-- Exercise description --
Go through the entries below and count the lines holding the word "foot". Reply with only the number, please.

---------- Material for this exercise

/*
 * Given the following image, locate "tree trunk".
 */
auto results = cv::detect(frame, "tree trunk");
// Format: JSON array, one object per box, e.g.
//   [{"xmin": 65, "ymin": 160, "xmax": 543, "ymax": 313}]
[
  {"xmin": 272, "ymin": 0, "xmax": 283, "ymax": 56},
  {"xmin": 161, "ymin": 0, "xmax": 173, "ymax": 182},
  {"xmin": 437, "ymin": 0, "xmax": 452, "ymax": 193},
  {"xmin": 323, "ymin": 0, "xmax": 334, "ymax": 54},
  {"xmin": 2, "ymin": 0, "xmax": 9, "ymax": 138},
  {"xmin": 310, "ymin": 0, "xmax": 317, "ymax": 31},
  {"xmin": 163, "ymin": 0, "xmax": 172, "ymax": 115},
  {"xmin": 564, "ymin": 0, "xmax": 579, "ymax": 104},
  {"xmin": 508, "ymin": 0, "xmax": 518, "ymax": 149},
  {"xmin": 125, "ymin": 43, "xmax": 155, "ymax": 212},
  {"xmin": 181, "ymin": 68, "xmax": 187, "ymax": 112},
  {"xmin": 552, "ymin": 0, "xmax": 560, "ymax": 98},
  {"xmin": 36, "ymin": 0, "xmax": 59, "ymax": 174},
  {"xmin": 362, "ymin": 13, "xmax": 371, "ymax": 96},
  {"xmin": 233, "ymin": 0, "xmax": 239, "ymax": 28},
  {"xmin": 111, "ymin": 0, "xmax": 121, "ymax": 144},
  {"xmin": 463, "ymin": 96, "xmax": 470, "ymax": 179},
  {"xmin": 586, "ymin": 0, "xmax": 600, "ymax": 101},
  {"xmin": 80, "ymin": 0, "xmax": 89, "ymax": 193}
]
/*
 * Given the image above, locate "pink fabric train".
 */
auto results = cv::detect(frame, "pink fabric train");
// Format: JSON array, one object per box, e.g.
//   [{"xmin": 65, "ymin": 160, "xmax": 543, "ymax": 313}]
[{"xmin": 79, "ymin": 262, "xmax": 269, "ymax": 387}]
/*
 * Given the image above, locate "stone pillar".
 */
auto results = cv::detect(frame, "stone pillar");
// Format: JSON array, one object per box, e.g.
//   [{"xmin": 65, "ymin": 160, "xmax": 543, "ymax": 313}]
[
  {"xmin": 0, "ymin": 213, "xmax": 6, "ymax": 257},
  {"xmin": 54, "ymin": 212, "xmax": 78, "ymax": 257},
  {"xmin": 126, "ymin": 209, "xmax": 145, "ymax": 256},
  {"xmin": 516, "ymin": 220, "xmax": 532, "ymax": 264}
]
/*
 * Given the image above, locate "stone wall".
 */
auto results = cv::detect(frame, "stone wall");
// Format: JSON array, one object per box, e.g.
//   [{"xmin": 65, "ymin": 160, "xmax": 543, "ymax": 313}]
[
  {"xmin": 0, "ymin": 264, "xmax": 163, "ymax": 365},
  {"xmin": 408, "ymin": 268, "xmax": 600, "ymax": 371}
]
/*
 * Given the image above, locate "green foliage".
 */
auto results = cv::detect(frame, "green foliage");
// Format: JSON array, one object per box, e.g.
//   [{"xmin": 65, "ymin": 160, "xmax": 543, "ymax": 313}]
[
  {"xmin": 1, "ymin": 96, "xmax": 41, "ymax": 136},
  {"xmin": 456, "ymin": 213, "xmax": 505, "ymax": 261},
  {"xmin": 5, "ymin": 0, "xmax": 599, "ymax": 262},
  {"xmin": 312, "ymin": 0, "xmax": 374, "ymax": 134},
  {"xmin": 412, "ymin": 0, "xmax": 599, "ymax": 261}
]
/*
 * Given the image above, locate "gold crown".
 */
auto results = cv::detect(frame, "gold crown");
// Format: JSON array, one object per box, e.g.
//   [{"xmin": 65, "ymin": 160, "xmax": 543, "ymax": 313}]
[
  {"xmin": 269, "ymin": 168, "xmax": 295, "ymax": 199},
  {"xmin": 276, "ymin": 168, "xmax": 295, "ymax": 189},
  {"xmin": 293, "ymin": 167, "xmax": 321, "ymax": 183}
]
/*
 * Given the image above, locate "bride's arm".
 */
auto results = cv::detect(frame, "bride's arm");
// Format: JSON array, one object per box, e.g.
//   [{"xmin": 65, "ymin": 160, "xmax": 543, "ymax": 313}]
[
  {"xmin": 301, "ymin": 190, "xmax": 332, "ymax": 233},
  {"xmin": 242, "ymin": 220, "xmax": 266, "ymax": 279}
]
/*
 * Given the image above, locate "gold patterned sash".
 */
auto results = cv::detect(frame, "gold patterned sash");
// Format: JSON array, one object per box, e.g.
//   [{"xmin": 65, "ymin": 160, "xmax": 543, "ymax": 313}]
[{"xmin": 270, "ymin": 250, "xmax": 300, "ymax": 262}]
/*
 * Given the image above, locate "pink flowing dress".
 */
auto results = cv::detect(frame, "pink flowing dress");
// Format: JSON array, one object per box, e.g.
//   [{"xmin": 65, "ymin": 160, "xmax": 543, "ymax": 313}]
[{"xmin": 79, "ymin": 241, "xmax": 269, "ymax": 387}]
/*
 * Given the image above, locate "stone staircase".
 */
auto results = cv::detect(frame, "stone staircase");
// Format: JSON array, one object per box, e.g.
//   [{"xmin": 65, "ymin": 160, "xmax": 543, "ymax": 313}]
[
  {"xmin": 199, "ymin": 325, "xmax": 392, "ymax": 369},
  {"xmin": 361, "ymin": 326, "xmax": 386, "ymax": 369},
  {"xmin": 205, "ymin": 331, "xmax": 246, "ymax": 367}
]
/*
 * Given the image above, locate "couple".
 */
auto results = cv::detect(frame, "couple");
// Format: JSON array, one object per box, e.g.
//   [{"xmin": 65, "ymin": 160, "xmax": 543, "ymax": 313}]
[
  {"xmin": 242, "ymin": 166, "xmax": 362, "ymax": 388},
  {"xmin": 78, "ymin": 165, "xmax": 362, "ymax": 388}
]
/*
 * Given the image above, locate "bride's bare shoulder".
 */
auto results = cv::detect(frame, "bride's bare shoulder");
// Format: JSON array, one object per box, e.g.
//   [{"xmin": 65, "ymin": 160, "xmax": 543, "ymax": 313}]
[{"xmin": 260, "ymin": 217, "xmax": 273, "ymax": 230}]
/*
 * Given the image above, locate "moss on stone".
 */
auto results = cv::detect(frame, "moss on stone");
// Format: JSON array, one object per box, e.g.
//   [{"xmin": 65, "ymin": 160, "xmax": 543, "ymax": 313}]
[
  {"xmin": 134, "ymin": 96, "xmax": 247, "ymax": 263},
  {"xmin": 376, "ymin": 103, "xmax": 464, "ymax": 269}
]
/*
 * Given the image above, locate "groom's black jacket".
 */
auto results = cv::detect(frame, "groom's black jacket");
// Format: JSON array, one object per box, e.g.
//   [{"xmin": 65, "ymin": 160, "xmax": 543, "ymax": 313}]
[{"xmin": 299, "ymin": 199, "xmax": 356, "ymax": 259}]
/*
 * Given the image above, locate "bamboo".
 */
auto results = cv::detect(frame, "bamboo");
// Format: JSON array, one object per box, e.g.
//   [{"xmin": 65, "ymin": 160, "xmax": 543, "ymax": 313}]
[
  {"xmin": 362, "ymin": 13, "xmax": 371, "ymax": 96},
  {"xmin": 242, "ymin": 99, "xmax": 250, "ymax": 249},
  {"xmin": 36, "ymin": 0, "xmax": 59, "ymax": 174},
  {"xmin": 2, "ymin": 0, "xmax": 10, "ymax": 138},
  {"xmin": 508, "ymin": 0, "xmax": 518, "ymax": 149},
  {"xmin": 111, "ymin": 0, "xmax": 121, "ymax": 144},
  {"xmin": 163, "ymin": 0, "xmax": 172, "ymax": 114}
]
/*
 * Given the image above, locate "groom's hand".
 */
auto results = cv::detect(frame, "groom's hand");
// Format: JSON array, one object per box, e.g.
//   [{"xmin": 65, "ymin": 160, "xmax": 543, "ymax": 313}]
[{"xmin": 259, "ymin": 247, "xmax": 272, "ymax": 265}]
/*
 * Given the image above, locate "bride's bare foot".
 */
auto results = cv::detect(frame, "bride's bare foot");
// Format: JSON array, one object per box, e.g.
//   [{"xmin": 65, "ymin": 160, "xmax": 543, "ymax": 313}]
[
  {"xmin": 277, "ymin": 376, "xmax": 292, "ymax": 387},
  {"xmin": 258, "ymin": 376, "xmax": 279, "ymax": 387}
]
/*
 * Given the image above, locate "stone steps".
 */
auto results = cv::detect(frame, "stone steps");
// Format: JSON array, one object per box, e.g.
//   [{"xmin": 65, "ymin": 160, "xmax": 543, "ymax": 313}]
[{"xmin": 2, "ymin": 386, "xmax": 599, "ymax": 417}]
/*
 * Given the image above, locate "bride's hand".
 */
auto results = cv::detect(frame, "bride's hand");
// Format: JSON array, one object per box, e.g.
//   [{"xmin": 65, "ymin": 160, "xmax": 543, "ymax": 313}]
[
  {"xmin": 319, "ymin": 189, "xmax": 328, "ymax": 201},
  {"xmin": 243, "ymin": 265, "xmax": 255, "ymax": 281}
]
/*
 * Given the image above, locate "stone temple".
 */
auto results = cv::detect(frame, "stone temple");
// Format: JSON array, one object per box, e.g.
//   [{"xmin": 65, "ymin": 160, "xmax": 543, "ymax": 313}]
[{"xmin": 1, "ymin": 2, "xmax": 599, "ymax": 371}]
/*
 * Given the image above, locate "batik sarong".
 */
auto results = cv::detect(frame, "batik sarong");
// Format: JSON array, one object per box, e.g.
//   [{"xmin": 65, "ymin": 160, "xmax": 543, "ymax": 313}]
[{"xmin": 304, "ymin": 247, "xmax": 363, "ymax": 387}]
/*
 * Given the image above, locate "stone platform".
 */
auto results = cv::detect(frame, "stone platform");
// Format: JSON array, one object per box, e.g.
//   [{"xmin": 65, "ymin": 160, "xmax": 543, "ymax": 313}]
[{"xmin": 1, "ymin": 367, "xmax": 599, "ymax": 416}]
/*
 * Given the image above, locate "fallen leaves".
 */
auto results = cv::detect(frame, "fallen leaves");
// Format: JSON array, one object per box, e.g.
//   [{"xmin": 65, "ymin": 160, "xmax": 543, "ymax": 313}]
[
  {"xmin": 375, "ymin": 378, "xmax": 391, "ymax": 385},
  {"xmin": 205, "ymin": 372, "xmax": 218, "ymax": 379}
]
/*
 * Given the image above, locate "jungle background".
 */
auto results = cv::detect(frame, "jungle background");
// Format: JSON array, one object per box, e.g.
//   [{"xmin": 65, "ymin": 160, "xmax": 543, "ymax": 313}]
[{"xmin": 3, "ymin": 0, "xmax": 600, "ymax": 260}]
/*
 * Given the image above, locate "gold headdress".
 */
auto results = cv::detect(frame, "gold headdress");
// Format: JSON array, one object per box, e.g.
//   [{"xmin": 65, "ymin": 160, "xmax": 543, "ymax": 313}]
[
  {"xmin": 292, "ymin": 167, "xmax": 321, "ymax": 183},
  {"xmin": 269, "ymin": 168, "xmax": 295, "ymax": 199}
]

--------------------

-- Written solution --
2